▶ PETUNJUK
Cari semua baris di data bawah ini yang memuat kata "query", lalu salin baris-baris itu.

▶ DATA YANG DIAMBIL

§ §

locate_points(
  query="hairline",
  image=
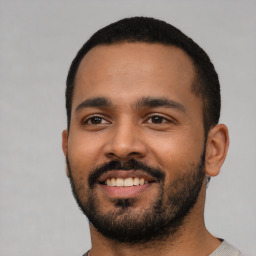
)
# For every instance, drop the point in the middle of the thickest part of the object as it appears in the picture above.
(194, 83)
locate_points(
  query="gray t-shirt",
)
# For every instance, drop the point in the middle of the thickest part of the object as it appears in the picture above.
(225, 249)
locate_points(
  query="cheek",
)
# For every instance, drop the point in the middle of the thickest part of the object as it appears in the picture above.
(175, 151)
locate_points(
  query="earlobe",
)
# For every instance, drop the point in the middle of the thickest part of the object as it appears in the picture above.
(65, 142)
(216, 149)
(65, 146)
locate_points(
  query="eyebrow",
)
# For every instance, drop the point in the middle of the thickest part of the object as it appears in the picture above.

§ §

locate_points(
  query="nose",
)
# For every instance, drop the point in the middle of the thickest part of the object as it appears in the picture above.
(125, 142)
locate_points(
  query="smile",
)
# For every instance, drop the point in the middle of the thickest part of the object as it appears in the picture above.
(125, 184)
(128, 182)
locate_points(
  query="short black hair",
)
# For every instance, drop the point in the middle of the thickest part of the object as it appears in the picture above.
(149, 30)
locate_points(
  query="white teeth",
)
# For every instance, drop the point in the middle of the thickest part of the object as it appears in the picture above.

§ §

▶ HASIL PENGERJAAN
  query="hairline",
  query="gray t-shirt",
  query="cheek",
  query="earlobe",
  query="eyebrow",
  query="nose",
  query="smile",
  query="short black hair",
  query="white teeth",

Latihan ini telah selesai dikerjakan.